**DIRECTION 1:** In the nvidia-docker issue page below, list each distinct word written only in capital letters, naming each word once.

**EXCERPT PROVIDED:**
■ ■ ■ ■ ■
NVIDIA / nvidia-docker

Build and run Docker containers leveraging NVIDIA GPUs
Apache License 2.0
17.17k stars 2.03k forks source link

NOTICE: Containers losing access to GPUs with error: "Failed to initialize NVML: Unknown Error" #1730

Closed cdesiniotis closed 5 months ago

cdesiniotis commented 1 year ago

1. Executive summary

Under specific conditions, it’s possible that containers may be abruptly detached from the GPUs they were initially connected to. We have determined the root cause of this issue and identified the affected environments this can occur in. Workarounds for the affected environments are provided at the end of this document until a proper fix is released.

2. Summary of the issue

Containerized GPU workloads may suddenly lose access to their GPUs. This situation occurs when systemd is used to manage the cgroups of the container and it is triggered to reload any Unit files that have references to NVIDIA GPUs (e.g. with something as simple as a systemctl daemon-reload).
■ ■ ■ ■ ■
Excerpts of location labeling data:
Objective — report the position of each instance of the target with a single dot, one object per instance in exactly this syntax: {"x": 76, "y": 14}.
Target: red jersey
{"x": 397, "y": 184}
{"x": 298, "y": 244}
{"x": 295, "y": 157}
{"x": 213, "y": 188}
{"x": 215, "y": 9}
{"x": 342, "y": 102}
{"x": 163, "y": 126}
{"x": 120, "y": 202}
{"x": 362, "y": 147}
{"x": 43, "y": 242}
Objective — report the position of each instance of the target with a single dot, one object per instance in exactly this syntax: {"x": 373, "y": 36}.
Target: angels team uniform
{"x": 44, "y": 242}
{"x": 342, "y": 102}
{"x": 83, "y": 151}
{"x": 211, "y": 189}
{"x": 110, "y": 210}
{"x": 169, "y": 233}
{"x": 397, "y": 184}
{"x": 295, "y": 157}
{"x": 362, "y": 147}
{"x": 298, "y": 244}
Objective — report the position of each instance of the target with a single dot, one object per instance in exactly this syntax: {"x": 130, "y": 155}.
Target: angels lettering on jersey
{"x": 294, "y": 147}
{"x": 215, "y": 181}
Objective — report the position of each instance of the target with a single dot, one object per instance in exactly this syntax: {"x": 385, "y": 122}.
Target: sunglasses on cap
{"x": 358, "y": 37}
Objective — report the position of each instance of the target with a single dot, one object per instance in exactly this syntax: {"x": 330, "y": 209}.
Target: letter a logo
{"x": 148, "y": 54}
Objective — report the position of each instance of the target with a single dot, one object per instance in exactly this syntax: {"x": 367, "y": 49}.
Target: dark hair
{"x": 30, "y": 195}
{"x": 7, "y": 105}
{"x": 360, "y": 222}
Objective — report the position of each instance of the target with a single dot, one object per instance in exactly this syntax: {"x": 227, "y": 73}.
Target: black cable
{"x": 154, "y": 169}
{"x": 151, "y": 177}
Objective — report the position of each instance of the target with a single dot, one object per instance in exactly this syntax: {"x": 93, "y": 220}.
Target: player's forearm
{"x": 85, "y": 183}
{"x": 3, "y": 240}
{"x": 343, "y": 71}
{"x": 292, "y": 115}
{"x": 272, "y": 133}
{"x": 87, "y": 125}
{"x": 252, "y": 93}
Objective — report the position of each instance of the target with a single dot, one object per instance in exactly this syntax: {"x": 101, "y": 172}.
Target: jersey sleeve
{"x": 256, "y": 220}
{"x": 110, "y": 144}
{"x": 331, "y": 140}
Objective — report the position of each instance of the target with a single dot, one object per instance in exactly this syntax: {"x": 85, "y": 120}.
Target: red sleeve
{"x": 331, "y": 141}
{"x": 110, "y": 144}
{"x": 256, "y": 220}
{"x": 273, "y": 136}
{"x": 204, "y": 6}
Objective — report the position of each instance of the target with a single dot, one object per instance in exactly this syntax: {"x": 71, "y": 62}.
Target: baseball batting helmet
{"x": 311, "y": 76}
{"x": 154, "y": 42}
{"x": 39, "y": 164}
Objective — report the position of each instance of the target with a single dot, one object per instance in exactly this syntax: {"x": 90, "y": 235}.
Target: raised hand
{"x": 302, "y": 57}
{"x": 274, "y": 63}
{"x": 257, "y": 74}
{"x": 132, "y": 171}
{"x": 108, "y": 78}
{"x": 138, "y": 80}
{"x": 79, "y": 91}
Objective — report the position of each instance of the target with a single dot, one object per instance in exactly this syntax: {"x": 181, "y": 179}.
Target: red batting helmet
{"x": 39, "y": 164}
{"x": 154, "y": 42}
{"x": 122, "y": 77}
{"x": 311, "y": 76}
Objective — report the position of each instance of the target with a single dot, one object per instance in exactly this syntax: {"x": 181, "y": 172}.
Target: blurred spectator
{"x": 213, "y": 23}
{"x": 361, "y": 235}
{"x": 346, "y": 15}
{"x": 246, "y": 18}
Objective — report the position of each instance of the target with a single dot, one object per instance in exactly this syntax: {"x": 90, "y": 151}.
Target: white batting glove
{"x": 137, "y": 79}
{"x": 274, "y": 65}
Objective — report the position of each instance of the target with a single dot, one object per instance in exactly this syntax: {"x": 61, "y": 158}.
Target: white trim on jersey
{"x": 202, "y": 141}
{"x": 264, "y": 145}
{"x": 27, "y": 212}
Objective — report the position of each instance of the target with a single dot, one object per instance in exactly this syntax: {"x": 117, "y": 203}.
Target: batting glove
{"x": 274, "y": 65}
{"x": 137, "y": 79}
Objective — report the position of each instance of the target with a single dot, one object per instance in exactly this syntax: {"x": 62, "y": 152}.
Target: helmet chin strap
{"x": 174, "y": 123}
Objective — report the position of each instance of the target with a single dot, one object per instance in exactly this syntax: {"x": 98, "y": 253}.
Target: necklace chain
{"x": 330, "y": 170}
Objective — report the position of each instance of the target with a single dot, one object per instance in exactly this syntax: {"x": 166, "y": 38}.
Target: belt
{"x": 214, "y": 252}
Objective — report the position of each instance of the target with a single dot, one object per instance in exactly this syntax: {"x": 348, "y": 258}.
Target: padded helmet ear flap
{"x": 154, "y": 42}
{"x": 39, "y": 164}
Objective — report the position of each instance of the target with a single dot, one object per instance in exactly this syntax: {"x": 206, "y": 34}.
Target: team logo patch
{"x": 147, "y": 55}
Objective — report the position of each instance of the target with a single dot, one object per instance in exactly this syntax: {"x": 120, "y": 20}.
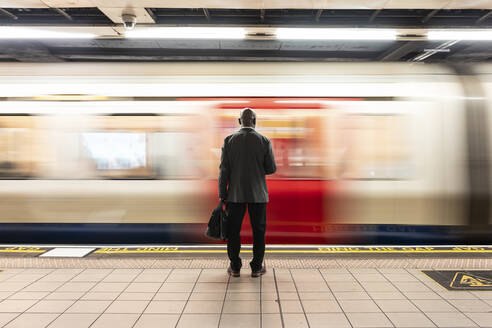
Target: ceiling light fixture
{"x": 21, "y": 32}
{"x": 187, "y": 33}
{"x": 472, "y": 35}
{"x": 335, "y": 34}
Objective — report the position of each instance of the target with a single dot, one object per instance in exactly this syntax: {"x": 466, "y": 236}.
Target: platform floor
{"x": 297, "y": 291}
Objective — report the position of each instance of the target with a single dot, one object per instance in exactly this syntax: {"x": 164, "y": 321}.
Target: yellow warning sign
{"x": 462, "y": 280}
{"x": 465, "y": 280}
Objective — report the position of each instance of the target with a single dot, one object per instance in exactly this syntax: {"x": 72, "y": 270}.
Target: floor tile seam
{"x": 336, "y": 299}
{"x": 111, "y": 301}
{"x": 365, "y": 290}
{"x": 189, "y": 296}
{"x": 153, "y": 297}
{"x": 37, "y": 301}
{"x": 71, "y": 280}
{"x": 413, "y": 303}
{"x": 279, "y": 302}
{"x": 223, "y": 301}
{"x": 299, "y": 297}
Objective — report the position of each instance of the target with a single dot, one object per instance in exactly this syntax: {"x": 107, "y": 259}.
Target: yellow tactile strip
{"x": 23, "y": 251}
{"x": 363, "y": 250}
{"x": 271, "y": 262}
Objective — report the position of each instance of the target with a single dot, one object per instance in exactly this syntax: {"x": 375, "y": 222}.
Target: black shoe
{"x": 258, "y": 273}
{"x": 233, "y": 273}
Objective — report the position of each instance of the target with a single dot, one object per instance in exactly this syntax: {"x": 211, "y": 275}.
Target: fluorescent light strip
{"x": 335, "y": 34}
{"x": 473, "y": 35}
{"x": 21, "y": 32}
{"x": 187, "y": 33}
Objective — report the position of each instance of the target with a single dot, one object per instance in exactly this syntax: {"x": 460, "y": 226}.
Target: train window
{"x": 17, "y": 151}
{"x": 116, "y": 150}
{"x": 142, "y": 146}
{"x": 374, "y": 147}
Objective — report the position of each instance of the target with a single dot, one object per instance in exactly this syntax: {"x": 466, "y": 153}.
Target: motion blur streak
{"x": 366, "y": 153}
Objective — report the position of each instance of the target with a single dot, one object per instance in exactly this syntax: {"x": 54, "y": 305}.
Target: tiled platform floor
{"x": 326, "y": 293}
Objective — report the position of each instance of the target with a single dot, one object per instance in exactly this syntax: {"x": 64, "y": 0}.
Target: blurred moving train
{"x": 129, "y": 153}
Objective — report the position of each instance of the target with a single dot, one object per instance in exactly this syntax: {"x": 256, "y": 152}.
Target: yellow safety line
{"x": 21, "y": 251}
{"x": 290, "y": 251}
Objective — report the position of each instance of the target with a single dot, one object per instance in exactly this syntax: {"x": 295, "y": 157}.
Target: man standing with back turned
{"x": 247, "y": 157}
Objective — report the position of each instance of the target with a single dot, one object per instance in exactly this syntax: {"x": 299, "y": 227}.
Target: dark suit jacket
{"x": 247, "y": 157}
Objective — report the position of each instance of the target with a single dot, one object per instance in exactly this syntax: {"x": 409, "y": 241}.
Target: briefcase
{"x": 217, "y": 225}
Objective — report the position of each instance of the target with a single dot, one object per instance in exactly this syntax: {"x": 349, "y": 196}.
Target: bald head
{"x": 248, "y": 118}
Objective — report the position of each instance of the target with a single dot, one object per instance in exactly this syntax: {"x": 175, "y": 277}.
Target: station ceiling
{"x": 103, "y": 17}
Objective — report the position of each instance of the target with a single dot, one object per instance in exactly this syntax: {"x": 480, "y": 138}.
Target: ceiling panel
{"x": 115, "y": 14}
{"x": 69, "y": 3}
{"x": 22, "y": 4}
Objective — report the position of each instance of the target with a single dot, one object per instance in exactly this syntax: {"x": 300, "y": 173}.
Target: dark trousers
{"x": 257, "y": 215}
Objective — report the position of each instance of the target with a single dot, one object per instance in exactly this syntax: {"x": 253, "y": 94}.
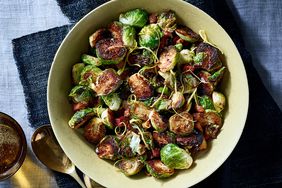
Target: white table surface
{"x": 22, "y": 17}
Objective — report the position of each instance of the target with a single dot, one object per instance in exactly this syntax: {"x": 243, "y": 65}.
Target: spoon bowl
{"x": 48, "y": 151}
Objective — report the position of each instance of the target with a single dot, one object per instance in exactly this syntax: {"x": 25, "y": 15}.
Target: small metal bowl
{"x": 18, "y": 146}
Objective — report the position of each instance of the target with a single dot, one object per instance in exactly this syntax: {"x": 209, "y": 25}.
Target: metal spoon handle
{"x": 77, "y": 178}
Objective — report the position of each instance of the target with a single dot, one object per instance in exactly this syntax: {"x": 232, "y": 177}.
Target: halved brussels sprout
{"x": 140, "y": 57}
{"x": 140, "y": 86}
{"x": 139, "y": 110}
{"x": 108, "y": 148}
{"x": 137, "y": 18}
{"x": 158, "y": 169}
{"x": 76, "y": 72}
{"x": 107, "y": 117}
{"x": 107, "y": 82}
{"x": 113, "y": 101}
{"x": 94, "y": 131}
{"x": 218, "y": 101}
{"x": 189, "y": 83}
{"x": 89, "y": 75}
{"x": 150, "y": 36}
{"x": 130, "y": 145}
{"x": 186, "y": 56}
{"x": 163, "y": 138}
{"x": 181, "y": 124}
{"x": 98, "y": 35}
{"x": 177, "y": 99}
{"x": 156, "y": 121}
{"x": 211, "y": 60}
{"x": 168, "y": 59}
{"x": 80, "y": 94}
{"x": 90, "y": 60}
{"x": 167, "y": 21}
{"x": 130, "y": 166}
{"x": 116, "y": 30}
{"x": 128, "y": 36}
{"x": 187, "y": 34}
{"x": 206, "y": 102}
{"x": 110, "y": 51}
{"x": 80, "y": 117}
{"x": 175, "y": 157}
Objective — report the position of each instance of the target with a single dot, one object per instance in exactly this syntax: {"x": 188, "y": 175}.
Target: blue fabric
{"x": 257, "y": 159}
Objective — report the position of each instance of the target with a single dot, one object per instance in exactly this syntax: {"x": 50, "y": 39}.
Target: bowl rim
{"x": 246, "y": 106}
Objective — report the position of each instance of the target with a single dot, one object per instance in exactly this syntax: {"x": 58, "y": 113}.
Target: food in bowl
{"x": 147, "y": 94}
■ ■ ■ ■ ■
**DIRECTION 2:** In the listing above, find every line that contains the string "floor", matching case exactly, and copy each of those lines.

**FINAL RESULT 1:** NVIDIA, NOTICE, NVML, GPU

**FINAL RESULT 2:**
Target: platform floor
Target: floor tile seam
Target: tiled platform floor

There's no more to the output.